_Extrait_:
Vous souvenez-vous de la dernière fois que vous avez entendu une chanson de Townes Van Zandt au cinoche ? Qu’un film a commencé en vous faisant emboîter les pas d’un môme feuilletant un bouquin de Flannery O’Connor ? Que vous vous êtes intéressé à un personnage féminin, la cinquantaine bien tassée, coiffée d’un bandana tout pareil à celui porté par Christopher Walken dans Voyage au bout de l’enfer ? Que vous avez écouté avec attention un nain et un flic raciste palabrer autour d’une table de billard dans un rade du Missouri ? Bref, de la dernière fois que vous avez vu une authentique Americana ? Soit un tableau de l’Amérique profonde qui ne fonctionne ni sur le décalage façon frères Coen ni sur la nostalgie façon Jeff Nichols. Soit un portrait décapant, mais bourré d’empathie, des millions d’individus qui vivotent loin des grandes métropoles U.S.

_Données affichées_:
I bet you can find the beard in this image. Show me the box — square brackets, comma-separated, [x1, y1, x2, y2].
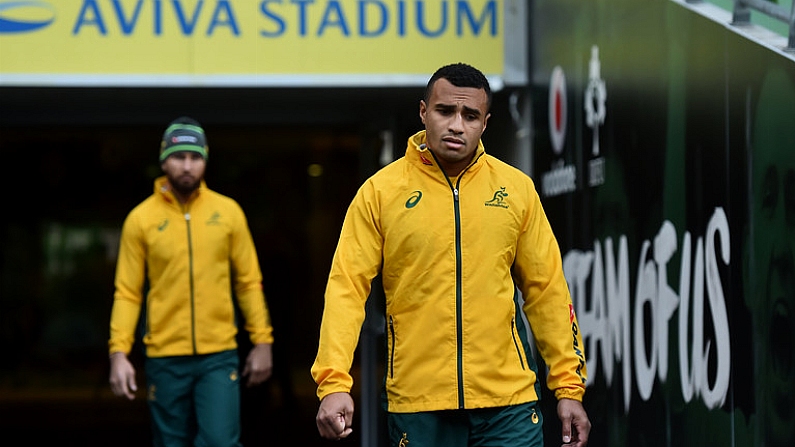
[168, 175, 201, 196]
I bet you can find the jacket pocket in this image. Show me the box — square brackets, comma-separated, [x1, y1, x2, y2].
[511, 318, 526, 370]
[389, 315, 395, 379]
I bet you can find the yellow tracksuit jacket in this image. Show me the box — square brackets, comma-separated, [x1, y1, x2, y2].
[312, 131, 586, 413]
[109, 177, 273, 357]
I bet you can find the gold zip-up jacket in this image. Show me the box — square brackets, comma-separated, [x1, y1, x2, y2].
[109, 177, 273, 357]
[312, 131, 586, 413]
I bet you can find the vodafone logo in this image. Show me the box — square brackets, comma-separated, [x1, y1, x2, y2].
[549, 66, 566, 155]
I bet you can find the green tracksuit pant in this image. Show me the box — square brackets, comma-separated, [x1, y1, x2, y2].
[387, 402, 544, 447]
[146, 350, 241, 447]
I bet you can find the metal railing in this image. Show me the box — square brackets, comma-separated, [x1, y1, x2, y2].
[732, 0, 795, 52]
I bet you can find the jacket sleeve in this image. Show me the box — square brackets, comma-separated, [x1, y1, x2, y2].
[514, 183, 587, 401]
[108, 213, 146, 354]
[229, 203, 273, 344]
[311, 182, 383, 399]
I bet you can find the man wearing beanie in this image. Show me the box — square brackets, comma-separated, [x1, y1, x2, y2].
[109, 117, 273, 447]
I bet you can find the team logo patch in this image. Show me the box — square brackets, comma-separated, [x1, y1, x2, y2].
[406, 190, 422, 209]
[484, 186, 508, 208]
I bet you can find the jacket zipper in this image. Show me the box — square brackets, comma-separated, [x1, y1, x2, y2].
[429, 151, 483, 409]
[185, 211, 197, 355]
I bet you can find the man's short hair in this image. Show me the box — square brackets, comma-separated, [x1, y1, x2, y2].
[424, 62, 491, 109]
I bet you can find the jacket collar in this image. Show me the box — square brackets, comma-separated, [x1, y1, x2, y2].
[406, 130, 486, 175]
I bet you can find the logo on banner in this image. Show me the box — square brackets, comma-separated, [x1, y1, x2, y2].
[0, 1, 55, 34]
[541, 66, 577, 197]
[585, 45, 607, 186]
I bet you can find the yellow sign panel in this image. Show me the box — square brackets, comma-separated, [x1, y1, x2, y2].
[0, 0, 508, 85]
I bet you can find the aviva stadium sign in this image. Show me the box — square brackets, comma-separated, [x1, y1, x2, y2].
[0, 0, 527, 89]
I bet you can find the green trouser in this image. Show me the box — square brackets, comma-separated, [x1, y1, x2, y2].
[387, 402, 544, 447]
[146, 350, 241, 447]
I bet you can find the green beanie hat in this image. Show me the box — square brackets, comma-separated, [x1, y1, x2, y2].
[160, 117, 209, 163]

_Consigne_: Poursuivez l'extrait sur l'Amérique profonde au cinéma après sa dernière phrase. Les données ne servent pas ici.

_Résultat attendu_:
Mildred (Frances McDormand) est en colère. Cela fait plus d’un an que sa fille a été violée, puis assassinée. Le coupable court toujours. L’affaire ne semble pas être la priorité de la police locale commandée par Willoughby (Woody Harrelson) et son adjoint Dixon (Sam Rockwell). Sans doute est-elle trop occupée – nous sommes dans le Sud des Etats-Unis – à tabasser des nègres innocents. C’est du moins ce que pense Mildred. Voilà donc qu’elle décide de faire un truc un peu frappé : dépenser une petite fortune qu’elle n’a pas afin de louer trois grands panneaux publicitaires bordant une autoroute à l’extérieur de la ville. Puis elle les fait peindre d’invectives et de messages rageurs qui prennent à partie les autorités. Scandale dans la petite bourgade. Les uns la soutiennent. Faiblement. Les autres la condamnent. Férocement.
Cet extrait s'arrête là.